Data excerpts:
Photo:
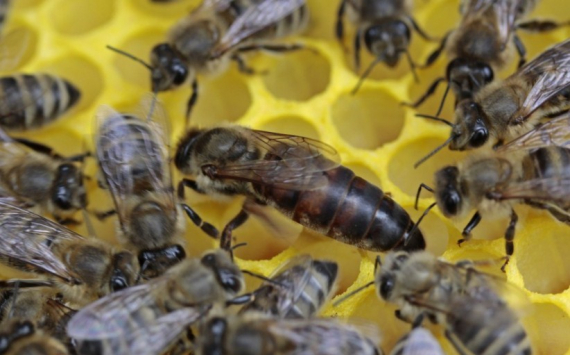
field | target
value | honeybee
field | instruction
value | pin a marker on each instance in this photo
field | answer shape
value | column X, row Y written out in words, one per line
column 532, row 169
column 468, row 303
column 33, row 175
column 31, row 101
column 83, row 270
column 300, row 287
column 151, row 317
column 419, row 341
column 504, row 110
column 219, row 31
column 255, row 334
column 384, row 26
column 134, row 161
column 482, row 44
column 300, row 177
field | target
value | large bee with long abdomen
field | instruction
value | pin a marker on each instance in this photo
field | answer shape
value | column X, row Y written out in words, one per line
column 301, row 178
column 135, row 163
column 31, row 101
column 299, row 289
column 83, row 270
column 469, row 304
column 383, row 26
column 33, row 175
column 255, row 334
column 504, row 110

...

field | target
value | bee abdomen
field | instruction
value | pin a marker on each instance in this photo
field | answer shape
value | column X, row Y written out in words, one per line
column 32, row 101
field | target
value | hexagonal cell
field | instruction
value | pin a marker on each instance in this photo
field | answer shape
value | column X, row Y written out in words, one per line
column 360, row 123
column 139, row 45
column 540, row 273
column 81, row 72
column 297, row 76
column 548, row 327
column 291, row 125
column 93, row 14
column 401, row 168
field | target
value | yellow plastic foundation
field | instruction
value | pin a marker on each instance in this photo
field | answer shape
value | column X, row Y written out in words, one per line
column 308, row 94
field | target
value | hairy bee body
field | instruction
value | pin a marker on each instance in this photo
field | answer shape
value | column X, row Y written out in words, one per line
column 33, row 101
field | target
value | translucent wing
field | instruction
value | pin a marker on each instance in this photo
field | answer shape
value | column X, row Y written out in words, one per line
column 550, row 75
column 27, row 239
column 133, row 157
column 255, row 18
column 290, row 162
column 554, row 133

### PROBLEM TO WORK ON
Every line above that includes the string "abdomen" needs to be copied.

### EXERCISE RESULT
value | large bee with long abdomen
value | bee abdomen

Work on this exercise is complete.